BEGIN Supplied information
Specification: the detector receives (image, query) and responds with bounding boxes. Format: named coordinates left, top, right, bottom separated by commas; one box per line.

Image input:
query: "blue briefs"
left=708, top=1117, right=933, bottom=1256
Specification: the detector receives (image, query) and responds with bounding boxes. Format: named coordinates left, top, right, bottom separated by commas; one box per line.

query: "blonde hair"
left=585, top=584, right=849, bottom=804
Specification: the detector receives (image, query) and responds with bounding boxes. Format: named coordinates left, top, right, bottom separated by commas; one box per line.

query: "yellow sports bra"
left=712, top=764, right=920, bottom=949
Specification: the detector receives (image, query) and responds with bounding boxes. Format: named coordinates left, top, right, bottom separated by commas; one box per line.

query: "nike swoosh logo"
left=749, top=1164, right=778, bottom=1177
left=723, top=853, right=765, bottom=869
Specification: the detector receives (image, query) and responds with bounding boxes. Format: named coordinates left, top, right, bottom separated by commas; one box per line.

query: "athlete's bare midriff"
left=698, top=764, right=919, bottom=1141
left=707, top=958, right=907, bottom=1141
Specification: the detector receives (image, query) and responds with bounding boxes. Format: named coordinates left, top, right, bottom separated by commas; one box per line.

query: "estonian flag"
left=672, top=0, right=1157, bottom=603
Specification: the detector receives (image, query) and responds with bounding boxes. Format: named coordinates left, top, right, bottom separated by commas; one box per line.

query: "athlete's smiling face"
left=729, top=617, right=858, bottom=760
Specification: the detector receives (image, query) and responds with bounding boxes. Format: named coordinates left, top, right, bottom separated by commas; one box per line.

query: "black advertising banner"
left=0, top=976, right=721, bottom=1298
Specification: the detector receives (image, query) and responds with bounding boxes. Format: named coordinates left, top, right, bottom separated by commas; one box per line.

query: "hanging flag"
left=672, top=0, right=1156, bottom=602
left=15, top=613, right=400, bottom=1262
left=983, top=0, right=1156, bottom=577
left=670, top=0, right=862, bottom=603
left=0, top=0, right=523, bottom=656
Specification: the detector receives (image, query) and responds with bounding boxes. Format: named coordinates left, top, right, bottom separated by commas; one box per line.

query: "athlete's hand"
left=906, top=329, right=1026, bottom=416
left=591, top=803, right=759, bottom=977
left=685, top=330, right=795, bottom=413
END Supplied information
All of the entries above must be transcribed exactly.

Specification: the detector receives (image, query) and responds with bounding boxes. Format: named coordinates left, top, right, bottom separated by commas; one box per line.

Image input:
query: "blue briefs"
left=708, top=1117, right=933, bottom=1256
Specification: the detector receives (image, query) and responds with bounding boxes. Format: named coordinates left, top, right, bottom separated by commas; one box per line.

query: "blonde hair"
left=585, top=584, right=849, bottom=804
Specification: the detector receives (image, query) and responds with bounding boxes. Format: named coordinates left, top, right, bottom separated by commas; one box per line.

query: "yellow sports bra"
left=712, top=764, right=920, bottom=949
Specification: the detector receives (image, query) and responds with bounding boxes. Format: named coordinates left, top, right, bottom separated by commas; one box per line.

query: "nike swoosh logo"
left=749, top=1164, right=778, bottom=1177
left=723, top=853, right=765, bottom=869
Specification: the detector receives (image, query) and responds with bounding boxes. Format: named coordinates left, top, right, bottom separated by commas; one box per line.

query: "athlete's bare midriff"
left=698, top=764, right=919, bottom=1141
left=707, top=958, right=907, bottom=1141
Specification: the detector receives (image, query) and responds with bounding boxes. Format: named coordinates left, top, right, bottom separated by commas; one box per line.

query: "estonian flag"
left=672, top=0, right=1157, bottom=603
Specification: the detector receives (image, query) and responds with bounding boxes. Format: named coordinates left, top, right, bottom separated by commas; one box per line.

query: "athlete's smiling face"
left=729, top=617, right=858, bottom=760
Specification: the detector receives (image, query) and responds with bounding boxes. Format: named coordinates left, top, right, bottom separated by commas; one box per line.

query: "black advertising banner"
left=0, top=976, right=721, bottom=1298
Specification: the detector receives (image, query) and responds with bounding boxes. Format: named coordinates left, top, right, bottom separated by commas; one box per line.

query: "hanging flag"
left=672, top=0, right=1156, bottom=602
left=15, top=613, right=400, bottom=1262
left=983, top=0, right=1156, bottom=577
left=670, top=0, right=862, bottom=603
left=0, top=0, right=523, bottom=656
Specification: the detector receives (image, query) and responds with bounding boxes. Format: named coordinates left, top, right, bottom separated by commas; one box per line.

query: "athlete's hand"
left=906, top=329, right=1026, bottom=416
left=591, top=803, right=759, bottom=977
left=685, top=330, right=795, bottom=413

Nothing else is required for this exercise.